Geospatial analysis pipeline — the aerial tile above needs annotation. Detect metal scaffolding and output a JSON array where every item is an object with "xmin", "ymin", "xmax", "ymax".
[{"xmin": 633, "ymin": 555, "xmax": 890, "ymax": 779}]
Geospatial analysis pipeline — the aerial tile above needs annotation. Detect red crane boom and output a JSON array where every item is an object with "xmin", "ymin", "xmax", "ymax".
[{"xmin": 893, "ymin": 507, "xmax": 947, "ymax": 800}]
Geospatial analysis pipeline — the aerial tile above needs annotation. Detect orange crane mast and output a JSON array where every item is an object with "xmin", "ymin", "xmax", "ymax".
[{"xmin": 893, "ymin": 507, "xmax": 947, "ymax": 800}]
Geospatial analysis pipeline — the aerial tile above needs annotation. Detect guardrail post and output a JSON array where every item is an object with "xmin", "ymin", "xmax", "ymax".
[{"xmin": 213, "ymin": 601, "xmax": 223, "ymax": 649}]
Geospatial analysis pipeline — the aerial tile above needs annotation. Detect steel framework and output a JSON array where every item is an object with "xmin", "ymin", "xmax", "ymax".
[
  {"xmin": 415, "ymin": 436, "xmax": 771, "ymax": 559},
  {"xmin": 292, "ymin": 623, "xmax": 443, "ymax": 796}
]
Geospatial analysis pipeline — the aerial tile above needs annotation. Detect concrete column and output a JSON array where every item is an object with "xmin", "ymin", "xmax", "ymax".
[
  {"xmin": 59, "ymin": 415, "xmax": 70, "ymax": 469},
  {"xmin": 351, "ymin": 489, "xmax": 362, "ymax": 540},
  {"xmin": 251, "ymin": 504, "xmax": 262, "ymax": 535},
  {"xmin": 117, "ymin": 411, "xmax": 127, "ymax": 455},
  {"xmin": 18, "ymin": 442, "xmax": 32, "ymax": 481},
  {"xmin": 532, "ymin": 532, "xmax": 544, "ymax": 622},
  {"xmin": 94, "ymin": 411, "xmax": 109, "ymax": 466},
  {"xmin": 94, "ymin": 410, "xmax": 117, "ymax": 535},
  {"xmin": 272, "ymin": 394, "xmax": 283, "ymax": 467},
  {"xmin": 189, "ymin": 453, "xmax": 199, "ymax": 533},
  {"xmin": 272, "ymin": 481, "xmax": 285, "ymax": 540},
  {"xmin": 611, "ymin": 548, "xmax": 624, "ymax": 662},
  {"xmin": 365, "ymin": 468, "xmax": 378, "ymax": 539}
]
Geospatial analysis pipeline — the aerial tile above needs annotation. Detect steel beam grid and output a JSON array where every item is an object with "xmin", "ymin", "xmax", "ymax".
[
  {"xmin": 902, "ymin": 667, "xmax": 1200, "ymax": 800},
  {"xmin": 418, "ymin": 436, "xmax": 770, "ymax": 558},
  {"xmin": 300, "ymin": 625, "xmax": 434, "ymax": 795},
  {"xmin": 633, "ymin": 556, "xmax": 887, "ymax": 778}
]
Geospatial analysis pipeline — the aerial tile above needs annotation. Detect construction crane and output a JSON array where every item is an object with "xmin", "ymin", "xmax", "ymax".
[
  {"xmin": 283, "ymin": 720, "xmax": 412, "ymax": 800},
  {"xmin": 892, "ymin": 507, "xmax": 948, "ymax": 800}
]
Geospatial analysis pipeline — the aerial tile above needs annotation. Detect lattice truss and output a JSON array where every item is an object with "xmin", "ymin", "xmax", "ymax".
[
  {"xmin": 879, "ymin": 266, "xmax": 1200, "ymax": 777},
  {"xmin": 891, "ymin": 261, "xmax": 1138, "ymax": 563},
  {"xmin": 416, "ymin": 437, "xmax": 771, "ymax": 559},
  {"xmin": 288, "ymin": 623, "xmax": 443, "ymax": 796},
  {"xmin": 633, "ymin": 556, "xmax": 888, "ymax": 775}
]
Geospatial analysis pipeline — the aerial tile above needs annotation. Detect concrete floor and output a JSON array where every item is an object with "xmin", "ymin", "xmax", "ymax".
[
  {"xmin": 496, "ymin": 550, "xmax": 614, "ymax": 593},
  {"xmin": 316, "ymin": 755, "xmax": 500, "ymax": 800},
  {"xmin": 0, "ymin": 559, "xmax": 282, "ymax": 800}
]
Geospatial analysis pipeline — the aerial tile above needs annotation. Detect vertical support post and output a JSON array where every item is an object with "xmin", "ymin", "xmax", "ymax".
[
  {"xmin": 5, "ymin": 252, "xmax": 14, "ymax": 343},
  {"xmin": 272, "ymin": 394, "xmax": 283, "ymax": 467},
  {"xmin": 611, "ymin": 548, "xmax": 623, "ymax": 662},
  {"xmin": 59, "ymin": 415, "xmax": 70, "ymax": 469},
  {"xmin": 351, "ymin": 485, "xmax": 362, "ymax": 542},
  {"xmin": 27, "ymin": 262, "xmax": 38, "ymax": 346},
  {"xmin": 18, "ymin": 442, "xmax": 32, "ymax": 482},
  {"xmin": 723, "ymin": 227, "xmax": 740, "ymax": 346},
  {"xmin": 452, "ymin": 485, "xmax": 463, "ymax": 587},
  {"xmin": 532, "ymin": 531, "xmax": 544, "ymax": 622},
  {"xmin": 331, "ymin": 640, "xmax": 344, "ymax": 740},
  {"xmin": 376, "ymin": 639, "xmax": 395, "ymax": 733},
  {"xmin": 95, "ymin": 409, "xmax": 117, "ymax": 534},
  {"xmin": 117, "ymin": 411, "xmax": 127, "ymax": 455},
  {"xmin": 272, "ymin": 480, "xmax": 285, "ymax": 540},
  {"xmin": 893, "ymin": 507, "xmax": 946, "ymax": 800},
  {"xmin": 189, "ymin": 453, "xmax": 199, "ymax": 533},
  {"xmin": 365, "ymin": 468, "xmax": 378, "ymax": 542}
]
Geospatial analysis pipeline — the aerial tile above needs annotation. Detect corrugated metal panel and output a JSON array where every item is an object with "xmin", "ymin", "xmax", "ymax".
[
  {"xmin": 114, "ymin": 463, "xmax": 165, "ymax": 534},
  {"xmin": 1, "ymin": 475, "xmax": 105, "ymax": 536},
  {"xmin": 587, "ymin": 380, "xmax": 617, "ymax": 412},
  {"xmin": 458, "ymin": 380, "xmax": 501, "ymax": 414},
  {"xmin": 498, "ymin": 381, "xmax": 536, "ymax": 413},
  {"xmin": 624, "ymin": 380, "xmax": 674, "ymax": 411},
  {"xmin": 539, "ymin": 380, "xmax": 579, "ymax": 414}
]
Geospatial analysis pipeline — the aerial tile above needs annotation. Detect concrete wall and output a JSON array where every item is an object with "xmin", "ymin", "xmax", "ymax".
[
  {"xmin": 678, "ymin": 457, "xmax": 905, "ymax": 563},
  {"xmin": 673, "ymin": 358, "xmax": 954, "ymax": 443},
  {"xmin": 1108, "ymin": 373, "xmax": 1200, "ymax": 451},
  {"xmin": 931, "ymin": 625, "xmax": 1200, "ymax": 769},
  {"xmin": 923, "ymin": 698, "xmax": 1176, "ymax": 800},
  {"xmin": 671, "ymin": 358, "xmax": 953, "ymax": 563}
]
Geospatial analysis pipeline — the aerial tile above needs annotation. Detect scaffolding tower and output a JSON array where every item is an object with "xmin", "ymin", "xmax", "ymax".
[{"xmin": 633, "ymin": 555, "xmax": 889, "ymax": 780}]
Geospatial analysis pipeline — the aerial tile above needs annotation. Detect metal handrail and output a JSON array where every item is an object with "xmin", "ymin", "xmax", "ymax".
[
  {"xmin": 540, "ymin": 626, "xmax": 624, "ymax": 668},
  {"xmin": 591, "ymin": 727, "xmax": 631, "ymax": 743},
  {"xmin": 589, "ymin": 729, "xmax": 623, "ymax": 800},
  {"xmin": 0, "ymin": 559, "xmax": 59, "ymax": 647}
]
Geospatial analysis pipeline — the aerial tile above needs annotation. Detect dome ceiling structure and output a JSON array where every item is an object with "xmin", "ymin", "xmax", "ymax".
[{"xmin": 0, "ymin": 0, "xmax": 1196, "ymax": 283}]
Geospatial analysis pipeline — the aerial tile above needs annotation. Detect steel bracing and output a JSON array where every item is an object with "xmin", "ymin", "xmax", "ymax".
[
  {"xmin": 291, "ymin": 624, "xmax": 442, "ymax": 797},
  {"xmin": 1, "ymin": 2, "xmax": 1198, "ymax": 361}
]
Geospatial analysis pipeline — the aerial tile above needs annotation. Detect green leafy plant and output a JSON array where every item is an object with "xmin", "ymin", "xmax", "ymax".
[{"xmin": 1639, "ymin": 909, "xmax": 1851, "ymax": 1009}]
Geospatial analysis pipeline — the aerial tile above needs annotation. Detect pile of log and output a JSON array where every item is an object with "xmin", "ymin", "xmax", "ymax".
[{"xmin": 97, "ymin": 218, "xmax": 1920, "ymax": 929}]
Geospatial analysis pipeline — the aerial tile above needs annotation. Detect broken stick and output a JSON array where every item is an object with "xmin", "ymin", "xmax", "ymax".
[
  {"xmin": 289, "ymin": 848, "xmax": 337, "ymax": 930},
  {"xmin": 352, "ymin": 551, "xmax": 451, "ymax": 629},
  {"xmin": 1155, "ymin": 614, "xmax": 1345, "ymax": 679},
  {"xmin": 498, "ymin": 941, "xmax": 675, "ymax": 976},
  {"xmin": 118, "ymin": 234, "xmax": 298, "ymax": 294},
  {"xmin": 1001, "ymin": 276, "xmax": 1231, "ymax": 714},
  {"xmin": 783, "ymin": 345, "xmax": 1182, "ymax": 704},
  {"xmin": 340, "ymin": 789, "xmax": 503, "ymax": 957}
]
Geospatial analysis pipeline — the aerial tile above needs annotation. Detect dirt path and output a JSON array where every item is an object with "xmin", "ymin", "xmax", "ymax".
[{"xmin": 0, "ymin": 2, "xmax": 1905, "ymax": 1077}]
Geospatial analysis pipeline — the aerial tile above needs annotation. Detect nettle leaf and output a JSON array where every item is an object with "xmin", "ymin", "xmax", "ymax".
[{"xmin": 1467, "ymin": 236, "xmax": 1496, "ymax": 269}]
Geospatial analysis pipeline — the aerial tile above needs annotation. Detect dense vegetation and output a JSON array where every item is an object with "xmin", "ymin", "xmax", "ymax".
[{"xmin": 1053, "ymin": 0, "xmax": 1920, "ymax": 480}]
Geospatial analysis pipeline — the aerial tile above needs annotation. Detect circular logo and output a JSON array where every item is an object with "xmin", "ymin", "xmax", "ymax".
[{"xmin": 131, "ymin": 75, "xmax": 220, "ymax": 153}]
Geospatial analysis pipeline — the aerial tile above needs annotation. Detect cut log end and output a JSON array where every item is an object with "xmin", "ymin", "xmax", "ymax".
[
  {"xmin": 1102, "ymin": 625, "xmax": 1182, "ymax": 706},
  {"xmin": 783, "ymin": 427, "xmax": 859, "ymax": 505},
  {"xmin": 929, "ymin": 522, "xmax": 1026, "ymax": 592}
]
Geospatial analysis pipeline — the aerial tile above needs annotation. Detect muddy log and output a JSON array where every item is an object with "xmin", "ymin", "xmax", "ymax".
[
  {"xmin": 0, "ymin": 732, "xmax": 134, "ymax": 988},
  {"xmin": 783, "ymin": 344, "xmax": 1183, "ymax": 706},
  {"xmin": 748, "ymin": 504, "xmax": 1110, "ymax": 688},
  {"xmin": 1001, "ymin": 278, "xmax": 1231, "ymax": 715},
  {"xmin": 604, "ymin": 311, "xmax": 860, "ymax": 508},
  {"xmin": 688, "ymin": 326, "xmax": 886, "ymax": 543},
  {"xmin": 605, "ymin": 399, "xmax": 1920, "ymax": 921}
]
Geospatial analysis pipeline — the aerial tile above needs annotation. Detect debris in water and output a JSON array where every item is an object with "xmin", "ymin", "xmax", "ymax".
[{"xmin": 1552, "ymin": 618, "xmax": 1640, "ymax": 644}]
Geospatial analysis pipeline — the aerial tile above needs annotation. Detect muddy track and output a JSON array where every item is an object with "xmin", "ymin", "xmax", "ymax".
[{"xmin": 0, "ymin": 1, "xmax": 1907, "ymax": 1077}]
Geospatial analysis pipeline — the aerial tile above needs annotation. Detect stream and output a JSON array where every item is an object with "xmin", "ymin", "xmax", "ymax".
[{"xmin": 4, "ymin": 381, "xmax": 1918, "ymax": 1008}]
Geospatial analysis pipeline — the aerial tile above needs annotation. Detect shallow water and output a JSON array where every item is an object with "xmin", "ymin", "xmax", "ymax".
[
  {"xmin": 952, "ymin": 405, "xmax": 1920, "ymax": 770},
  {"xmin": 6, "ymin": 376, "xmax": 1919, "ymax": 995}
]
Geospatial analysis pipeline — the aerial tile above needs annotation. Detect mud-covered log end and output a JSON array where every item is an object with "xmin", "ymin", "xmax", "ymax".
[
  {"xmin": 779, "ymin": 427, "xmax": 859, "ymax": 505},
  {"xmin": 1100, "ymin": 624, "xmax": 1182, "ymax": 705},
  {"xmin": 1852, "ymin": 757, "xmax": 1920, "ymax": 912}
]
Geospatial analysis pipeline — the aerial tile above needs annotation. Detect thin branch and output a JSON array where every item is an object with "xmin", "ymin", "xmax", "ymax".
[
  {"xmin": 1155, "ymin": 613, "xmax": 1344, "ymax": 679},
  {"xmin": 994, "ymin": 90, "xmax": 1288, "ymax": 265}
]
::::::
Task directions: Repeat exactly the lines above, starting with the line that contains "annotation. Detect thin" and ending with the last line, both included, and nothing else.

Result for this exercise:
Geospatial analysis pipeline — the aerial tile above needs annotation. Detect thin branch and output a JSON array where every item is an object with "xmin", "ymin", "xmax", "ymax".
[
  {"xmin": 1155, "ymin": 613, "xmax": 1344, "ymax": 679},
  {"xmin": 994, "ymin": 90, "xmax": 1288, "ymax": 265}
]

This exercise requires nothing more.